U.K.’s Covid Surge Cuts Growth to Slowest Since Lockdown
Britain’s Covid Resurgence Cuts Growth to Slowest Since Lockdown
Britain’s purchasing managers recorded the slowest growth since the height of a national lockdown 10 months ago as a surge in coronavirus cases dimmed the outlook.
IHS Markit said its index tracking output across the economy fell to 53.2 this month from 57.6 in November, reflecting weaker-than-expected growth in service industries including hotels, restaurants and travel-related businesses. Business-to-business services stalled.
The findings add to evidence of headwinds facing the U.K. economic recovery as the Bank of England weighs whether to pivot away from stimulating growth and toward fighting inflation. Markit said the BOE had access to the figures before their release and in time for the decision due Thursday.
Markit said upward pressures on prices eased in the last month as supply chain issues dissipated in manufacturing and that the outlook for next year was looking more bleak.
“The pace of economic growth looks likely to continue to weaken into 2022,” Chris Williamson, chief business economist at Markit, said in a statement on Thursday. “The bigger uncertainty will be on how rising inflation rates both at home and abroad might cause further supply shortages.”
The central bank is expected to leave interest rates on hold when policy makers announce their decision at 12 p.m. in London on Thursday, though most investors anticipate a tightening early next year. Inflation leaped to 5.1% last month, more than double the BOE’s target.
High-frequency data published Thursday revealed evidence of increased caution since news of the omicron variant emerged in late November. They showed consumers curtailing spending on credit and debit cards into the second week of December, making fewer visits to stores, eating out less and reducing travel. Employers also posted fewer job adverts.
U.K. High-Frequency Indicators Fall as Omicron Curbs Bite
Policy makers are balancing a surge in Covid-19 cases against rising inflation, and the Markit data suggests that the virus will have a widespread chilling effect on the economy. The headline index fell to its lowest level since February, when nationwide restrictions closed many businesses.
Optimism about the outlook fell to its lowest in four months. Service industries grew at their slowest pace in 10 months, registering 53.2, much weaker than economists’ forecasts for a reading of 57.
“Survey respondents widely cited a negative impact on consumer demand from tighter Covid-19 stringency measures and renewed travel restrictions,” Markit said in a statement.

§ What the task asks
Copy the article on Britain's Covid surge from "The findings add" to "looking more bleak.", swapping "headwinds" for "obstacles".

§ Supplied entries
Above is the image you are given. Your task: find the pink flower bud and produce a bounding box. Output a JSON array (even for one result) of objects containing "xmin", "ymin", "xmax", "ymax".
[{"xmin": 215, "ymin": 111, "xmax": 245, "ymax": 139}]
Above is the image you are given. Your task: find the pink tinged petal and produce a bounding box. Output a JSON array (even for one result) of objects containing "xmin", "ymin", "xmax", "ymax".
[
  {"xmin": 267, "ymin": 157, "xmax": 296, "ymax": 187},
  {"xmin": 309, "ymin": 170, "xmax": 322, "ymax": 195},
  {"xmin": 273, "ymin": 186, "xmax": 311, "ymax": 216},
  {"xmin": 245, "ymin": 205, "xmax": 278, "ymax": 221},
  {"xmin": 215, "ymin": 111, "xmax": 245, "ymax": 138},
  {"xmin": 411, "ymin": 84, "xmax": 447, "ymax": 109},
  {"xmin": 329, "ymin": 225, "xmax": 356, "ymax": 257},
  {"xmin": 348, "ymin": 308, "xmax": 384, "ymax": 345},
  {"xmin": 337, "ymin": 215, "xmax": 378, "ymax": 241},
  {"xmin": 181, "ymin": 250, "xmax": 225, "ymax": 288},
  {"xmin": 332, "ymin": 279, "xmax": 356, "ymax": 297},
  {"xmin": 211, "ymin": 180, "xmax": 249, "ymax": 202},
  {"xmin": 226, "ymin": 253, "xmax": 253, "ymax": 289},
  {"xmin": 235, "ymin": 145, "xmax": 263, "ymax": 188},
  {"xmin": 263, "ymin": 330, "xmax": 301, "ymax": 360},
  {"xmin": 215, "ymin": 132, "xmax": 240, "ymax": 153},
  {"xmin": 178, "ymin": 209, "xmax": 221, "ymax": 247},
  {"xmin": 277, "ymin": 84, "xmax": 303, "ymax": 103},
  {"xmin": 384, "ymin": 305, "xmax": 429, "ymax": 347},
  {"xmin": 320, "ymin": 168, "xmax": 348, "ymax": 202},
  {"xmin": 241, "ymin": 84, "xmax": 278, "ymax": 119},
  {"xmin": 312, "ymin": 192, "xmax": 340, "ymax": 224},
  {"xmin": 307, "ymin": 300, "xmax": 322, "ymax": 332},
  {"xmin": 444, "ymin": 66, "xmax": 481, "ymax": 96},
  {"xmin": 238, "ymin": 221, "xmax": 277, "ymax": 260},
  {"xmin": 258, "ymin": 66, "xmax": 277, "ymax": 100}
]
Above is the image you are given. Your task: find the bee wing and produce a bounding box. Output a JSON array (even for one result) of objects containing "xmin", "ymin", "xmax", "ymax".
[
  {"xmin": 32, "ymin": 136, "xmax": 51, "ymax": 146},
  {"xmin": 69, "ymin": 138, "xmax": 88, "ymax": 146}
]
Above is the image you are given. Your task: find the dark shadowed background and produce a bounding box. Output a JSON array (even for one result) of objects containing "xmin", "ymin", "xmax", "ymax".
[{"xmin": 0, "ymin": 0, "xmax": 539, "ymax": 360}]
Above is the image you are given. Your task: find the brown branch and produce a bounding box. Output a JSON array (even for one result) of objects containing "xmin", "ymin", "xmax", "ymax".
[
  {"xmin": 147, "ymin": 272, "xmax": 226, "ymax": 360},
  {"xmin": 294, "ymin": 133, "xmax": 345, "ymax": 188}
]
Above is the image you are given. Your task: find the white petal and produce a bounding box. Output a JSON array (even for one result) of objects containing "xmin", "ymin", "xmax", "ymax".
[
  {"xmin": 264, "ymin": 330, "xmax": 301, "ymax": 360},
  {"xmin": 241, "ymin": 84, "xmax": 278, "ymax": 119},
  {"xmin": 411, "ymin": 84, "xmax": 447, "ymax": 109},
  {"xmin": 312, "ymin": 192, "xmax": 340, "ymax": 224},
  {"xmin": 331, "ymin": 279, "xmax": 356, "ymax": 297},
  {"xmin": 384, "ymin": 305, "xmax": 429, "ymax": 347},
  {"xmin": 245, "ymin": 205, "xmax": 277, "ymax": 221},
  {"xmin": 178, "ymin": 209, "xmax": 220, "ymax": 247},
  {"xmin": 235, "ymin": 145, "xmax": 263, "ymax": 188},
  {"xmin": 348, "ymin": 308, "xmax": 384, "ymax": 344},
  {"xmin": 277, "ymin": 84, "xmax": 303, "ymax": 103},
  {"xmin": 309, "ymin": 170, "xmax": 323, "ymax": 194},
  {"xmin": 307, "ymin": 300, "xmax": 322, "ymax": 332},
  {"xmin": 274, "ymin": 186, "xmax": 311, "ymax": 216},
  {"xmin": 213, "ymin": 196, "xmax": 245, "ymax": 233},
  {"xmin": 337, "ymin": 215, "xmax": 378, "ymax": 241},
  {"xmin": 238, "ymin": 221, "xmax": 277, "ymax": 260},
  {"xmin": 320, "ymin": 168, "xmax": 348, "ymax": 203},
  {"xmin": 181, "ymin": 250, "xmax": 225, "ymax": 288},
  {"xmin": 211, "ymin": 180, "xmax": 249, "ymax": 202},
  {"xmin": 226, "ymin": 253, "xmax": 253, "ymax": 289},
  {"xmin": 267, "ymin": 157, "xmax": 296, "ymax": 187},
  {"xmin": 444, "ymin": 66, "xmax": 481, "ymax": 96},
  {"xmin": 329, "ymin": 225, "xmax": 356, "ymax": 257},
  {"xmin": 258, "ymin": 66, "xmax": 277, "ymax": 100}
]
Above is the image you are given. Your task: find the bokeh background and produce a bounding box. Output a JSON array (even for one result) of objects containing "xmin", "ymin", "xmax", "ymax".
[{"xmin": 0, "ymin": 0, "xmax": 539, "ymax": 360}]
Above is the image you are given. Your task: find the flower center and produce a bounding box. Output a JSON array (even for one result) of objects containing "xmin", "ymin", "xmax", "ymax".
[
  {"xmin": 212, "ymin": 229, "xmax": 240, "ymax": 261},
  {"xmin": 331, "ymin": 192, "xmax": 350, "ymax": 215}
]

§ Your solution
The findings add to evidence of obstacles facing the U.K. economic recovery as the Bank of England weighs whether to pivot away from stimulating growth and toward fighting inflation. Markit said the BOE had access to the figures before their release and in time for the decision due Thursday.
Markit said upward pressures on prices eased in the last month as supply chain issues dissipated in manufacturing and that the outlook for next year was looking more bleak.